Cuma, Kasım 11

burası

bilmiyorsun, iyi değilim ben, hiç iyi değilim. içimden trenler geçiyor, insanlar geçiyor, zamansa dışımda benim, akıp gidiyor. sen kalıyorsun. senin zamanın yok, trenlere sığmıyorsun, insanlara benzemiyorsun, öyle sıradan değilsin. herkes gidiyor, sen kalıyorsun. 
ellerim kokmuyor, senin gibi kokardı eskiden.. 
buralarda bir yerlerde hayalin olmalıydı, bulamıyorum. kim yasakladı seni bana! tanrı mı? hayat mı? zaman mı? 
her gün görmek seni, duymak sesini her gün.,ama kokun yok, ılık bir esintiye armağan olmuş, gidivermiş. ellerime, yüzüme, dudaklarıma sinen kokun yok, sen varsın, kokun yok! kokun yokken varlığının anlamı yok!

===============

Yönerge A:
Lütfen “burası” metninde “bilmiyorsun, iyi değilim ben” sözleriyle açılan paragrafı, ana bilgilerini koruyarak daha kısa biçimde yeniden yazın.
Yönerge B:
Aşağıdaki soruları “burası” metnine göre yanıtlayın ve her yanıtı sorusuyla aynı işaretle verin.
(i) Anlatıcının elleri eskiden nasıl kokardı?
(ii) Anlatıcı, sevdiği kişiyi kendisine kimin yasakladığını sorarken hangi üç olasılığı sayıyor?
(iii) Kokunun neye armağan olduğu söyleniyor?
Yönerge C:
“burası” metnini son cümlesinden sonra sürdürün.
Listeye başvurmanız gerekmiyor.

Sağlanan malzeme:
===============

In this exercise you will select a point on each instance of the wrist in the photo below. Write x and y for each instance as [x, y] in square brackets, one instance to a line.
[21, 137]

===============

Sonuç A:
İyi değilim, hiç iyi değilim. İçimden trenler ve insanlar geçiyor, zaman ise dışımda akıp gidiyor. Herkes gidiyor, sen kalıyorsun: zamanın yok, trenlere sığmıyorsun, insanlara benzemiyorsun, sıradan değilsin.

Sonuç B:
(i) Sevdiği kişi gibi kokardı.
(ii) Tanrı, hayat ve zaman.
(iii) Ilık bir esintiye.

Sonuç C:
nefes almayı bıraktım, kokun dolmayacaksa içime..
dudaklarım çatlamış, yara bere içinde, kan kırmızı. dudaklarım dudaklarınla buluşmayalı. 
olduğum yerde kalakaldım. ne bir adımlık ne bir saniyelik yol alabildim. ama bıraktığın yerde de değilim. ne demiştik başlarken, "kaybolmak, kaybetmekten kötüdür; beni kaybetme." 
elinin ucunda hatta avucunun içindeyim, gözünün gördüğü her yerdeyim. gel gör ki sen beni kaybettiğinden beri, ben kendimi bulamıyorum. 
küstüm desem değil, dünyaya küsebilecek kadar büyük değil yüreğim. sadece seni içime alabilecek kadar bedenim. ruhun kadar avuçlarım. 
"hadi gel!" desem olmaz; gelsen hiç olmaz. 
içimi dökmüyorum, içim dökülüyor pul pul. 
daha beteri, yere düşenleri toplayınca daha derli toplu olmuyor hayat. 
susuyorum, nefesini içime çekerek 
kim oldun, hangi zamana saklandın?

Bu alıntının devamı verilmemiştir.